--- Data supplied ---

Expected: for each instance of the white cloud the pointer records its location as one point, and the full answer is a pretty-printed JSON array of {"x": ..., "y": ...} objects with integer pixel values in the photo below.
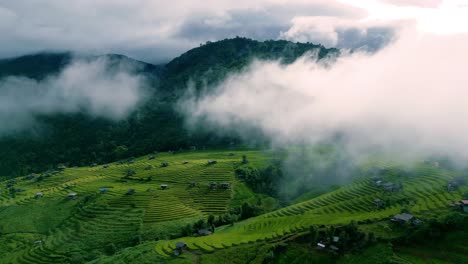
[
  {"x": 410, "y": 97},
  {"x": 341, "y": 33},
  {"x": 91, "y": 87},
  {"x": 147, "y": 29}
]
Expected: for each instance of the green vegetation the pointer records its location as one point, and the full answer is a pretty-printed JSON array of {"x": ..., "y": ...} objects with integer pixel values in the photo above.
[
  {"x": 80, "y": 140},
  {"x": 108, "y": 223},
  {"x": 423, "y": 194},
  {"x": 104, "y": 218}
]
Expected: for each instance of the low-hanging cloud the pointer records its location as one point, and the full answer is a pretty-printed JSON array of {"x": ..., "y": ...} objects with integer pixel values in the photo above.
[
  {"x": 94, "y": 87},
  {"x": 408, "y": 98}
]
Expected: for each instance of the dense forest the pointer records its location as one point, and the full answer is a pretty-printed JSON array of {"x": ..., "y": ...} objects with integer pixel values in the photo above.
[{"x": 79, "y": 139}]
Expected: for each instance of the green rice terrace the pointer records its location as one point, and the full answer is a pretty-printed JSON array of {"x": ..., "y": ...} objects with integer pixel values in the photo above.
[{"x": 132, "y": 212}]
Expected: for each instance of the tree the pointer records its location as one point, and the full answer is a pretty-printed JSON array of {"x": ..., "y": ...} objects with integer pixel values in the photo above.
[
  {"x": 313, "y": 234},
  {"x": 244, "y": 159},
  {"x": 120, "y": 151}
]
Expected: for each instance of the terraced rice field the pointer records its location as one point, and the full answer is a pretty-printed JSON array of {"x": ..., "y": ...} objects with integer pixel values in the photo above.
[
  {"x": 422, "y": 193},
  {"x": 66, "y": 227}
]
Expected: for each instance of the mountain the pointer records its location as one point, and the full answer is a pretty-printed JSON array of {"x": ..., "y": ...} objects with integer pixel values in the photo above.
[
  {"x": 138, "y": 211},
  {"x": 78, "y": 139}
]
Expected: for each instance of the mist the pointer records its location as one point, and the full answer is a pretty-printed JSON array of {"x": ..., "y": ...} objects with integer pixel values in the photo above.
[
  {"x": 93, "y": 87},
  {"x": 407, "y": 101}
]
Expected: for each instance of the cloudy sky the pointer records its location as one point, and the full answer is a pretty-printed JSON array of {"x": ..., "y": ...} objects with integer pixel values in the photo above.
[{"x": 156, "y": 30}]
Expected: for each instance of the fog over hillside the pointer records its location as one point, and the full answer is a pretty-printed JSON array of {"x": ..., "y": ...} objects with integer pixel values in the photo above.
[
  {"x": 409, "y": 98},
  {"x": 90, "y": 87}
]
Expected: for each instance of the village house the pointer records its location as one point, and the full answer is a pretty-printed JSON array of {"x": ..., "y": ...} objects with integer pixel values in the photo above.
[
  {"x": 204, "y": 232},
  {"x": 388, "y": 186},
  {"x": 402, "y": 218},
  {"x": 225, "y": 185},
  {"x": 406, "y": 218},
  {"x": 463, "y": 205},
  {"x": 180, "y": 247},
  {"x": 378, "y": 203}
]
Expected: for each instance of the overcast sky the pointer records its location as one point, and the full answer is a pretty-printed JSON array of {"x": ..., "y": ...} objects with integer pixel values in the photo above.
[{"x": 157, "y": 30}]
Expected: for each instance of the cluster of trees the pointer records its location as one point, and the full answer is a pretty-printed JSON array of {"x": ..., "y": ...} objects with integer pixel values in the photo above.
[
  {"x": 236, "y": 214},
  {"x": 265, "y": 180},
  {"x": 349, "y": 237},
  {"x": 78, "y": 139}
]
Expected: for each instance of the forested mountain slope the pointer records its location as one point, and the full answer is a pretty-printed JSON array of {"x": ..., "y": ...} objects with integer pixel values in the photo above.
[{"x": 79, "y": 139}]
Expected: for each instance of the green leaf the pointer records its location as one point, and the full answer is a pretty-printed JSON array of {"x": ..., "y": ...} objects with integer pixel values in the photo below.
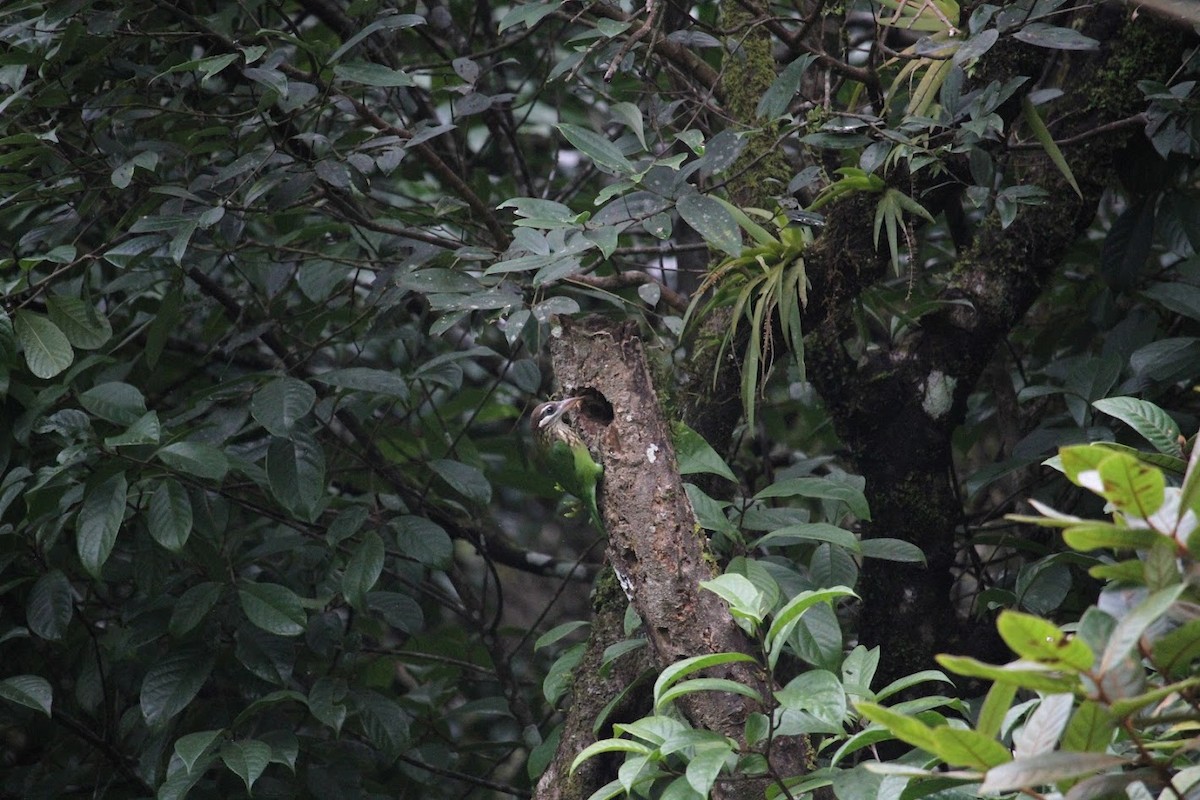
[
  {"x": 705, "y": 765},
  {"x": 1132, "y": 486},
  {"x": 208, "y": 66},
  {"x": 971, "y": 749},
  {"x": 371, "y": 74},
  {"x": 83, "y": 325},
  {"x": 1037, "y": 639},
  {"x": 891, "y": 549},
  {"x": 631, "y": 115},
  {"x": 1044, "y": 769},
  {"x": 466, "y": 480},
  {"x": 745, "y": 600},
  {"x": 609, "y": 746},
  {"x": 424, "y": 541},
  {"x": 47, "y": 349},
  {"x": 115, "y": 402},
  {"x": 1054, "y": 37},
  {"x": 1176, "y": 651},
  {"x": 1090, "y": 729},
  {"x": 192, "y": 607},
  {"x": 790, "y": 614},
  {"x": 274, "y": 608},
  {"x": 1020, "y": 673},
  {"x": 281, "y": 403},
  {"x": 678, "y": 671},
  {"x": 385, "y": 22},
  {"x": 123, "y": 175},
  {"x": 193, "y": 746},
  {"x": 1181, "y": 298},
  {"x": 1107, "y": 536},
  {"x": 819, "y": 693},
  {"x": 1127, "y": 247},
  {"x": 820, "y": 487},
  {"x": 383, "y": 721},
  {"x": 51, "y": 606},
  {"x": 913, "y": 679},
  {"x": 30, "y": 691},
  {"x": 173, "y": 681},
  {"x": 169, "y": 518},
  {"x": 195, "y": 458},
  {"x": 1132, "y": 625},
  {"x": 597, "y": 148},
  {"x": 363, "y": 570},
  {"x": 697, "y": 456},
  {"x": 775, "y": 100},
  {"x": 1043, "y": 136},
  {"x": 810, "y": 531},
  {"x": 295, "y": 470},
  {"x": 144, "y": 431},
  {"x": 399, "y": 611},
  {"x": 325, "y": 702},
  {"x": 528, "y": 14},
  {"x": 1152, "y": 422},
  {"x": 995, "y": 707},
  {"x": 365, "y": 379},
  {"x": 709, "y": 512},
  {"x": 707, "y": 685},
  {"x": 99, "y": 522},
  {"x": 247, "y": 759},
  {"x": 905, "y": 728},
  {"x": 709, "y": 218}
]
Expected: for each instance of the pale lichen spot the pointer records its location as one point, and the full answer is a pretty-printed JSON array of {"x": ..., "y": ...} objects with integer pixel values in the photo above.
[{"x": 939, "y": 394}]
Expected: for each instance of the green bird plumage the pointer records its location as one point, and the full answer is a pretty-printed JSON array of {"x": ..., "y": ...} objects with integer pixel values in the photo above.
[{"x": 564, "y": 455}]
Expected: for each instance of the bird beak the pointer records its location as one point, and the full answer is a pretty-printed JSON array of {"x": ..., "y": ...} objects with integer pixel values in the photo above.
[{"x": 563, "y": 407}]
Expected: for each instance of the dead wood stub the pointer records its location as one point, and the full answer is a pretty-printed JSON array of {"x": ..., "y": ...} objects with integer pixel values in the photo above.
[{"x": 654, "y": 543}]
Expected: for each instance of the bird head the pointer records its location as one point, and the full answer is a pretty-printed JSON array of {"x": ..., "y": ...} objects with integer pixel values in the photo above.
[{"x": 552, "y": 411}]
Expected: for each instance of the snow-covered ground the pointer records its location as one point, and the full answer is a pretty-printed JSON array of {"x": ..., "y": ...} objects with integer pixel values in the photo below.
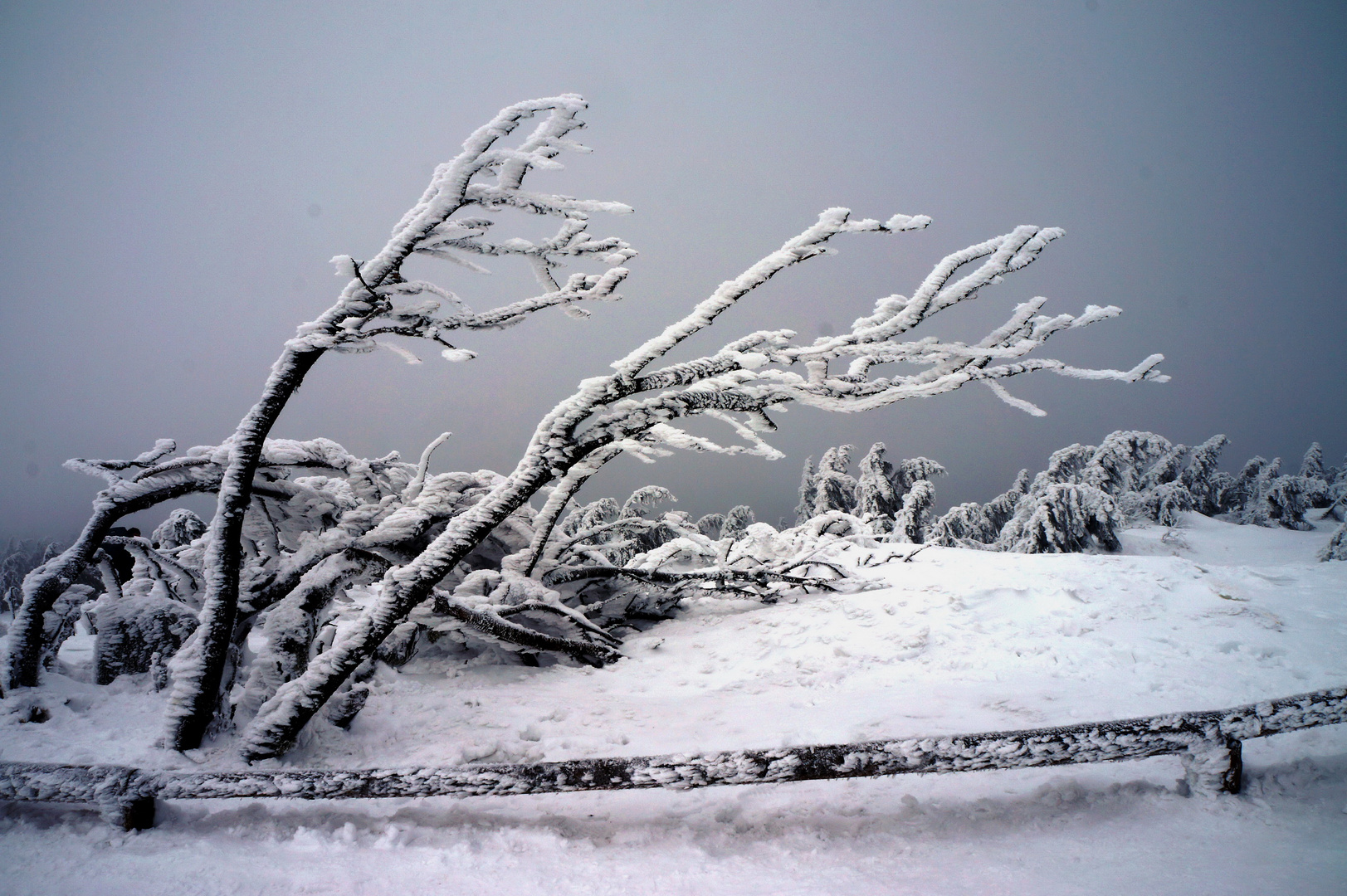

---

Exercise description
Pick out every line above that contains the string "mountain", treating uppercase and lowercase as different, and copy each one.

Solution below
Expected: for each instance of the mountain the pointer records its location as one point, and the full answer is a pretty-printed JSON array of {"x": ..., "y": ...} objects with integer pixel values in the photo above.
Expected: for each instance of the forested mountain slope the pointer records its location as one point, and the full answer is a pretty-printed JSON array of {"x": ..., "y": ...} objects with integer pixel values in the photo above.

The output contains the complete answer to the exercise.